======== INPUT RECORDS ========
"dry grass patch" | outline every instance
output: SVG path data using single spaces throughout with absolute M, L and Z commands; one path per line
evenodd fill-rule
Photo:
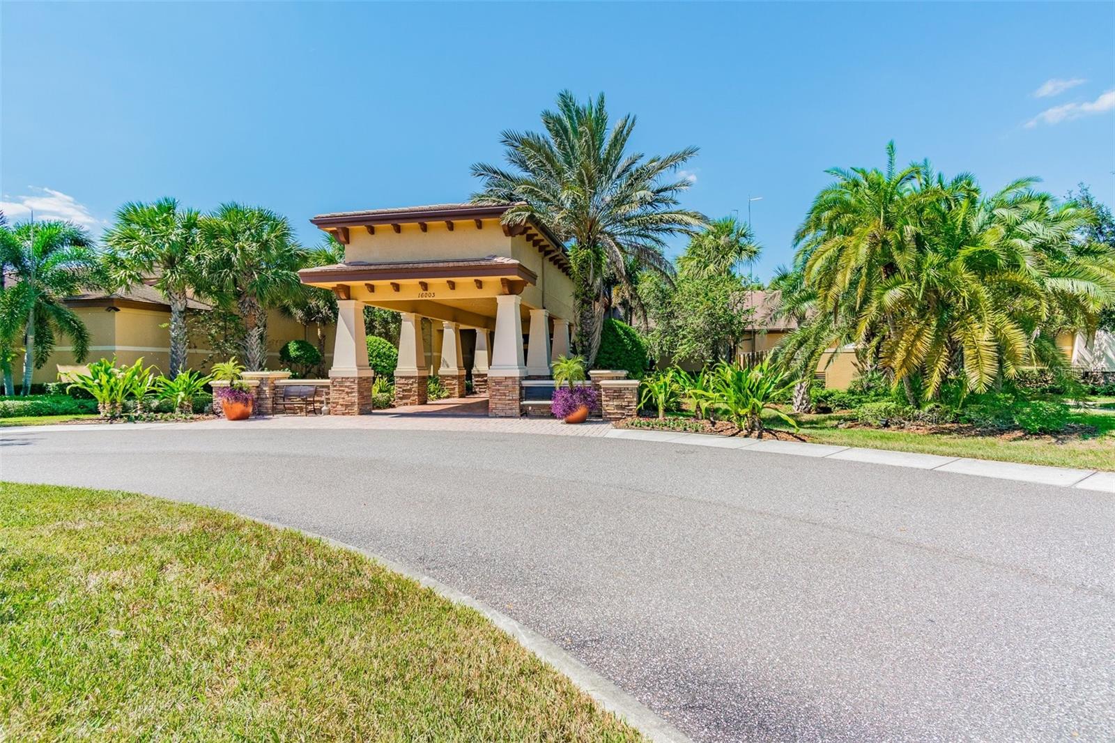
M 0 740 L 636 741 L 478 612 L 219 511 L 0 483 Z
========
Resize the rows above by multiplying every outline coordinate in the answers by 0.95 and rounding each to a whole number, with halves going up. Repeat all the rows with their request lines unchanged, and leave the pictures out.

**OUTPUT OF THE EXERCISE**
"dry grass patch" | outline every instance
output: SVG path data using single spaces throughout with absolute M, L and Z commands; one path per line
evenodd fill-rule
Photo:
M 0 703 L 604 704 L 454 581 L 208 485 L 0 459 Z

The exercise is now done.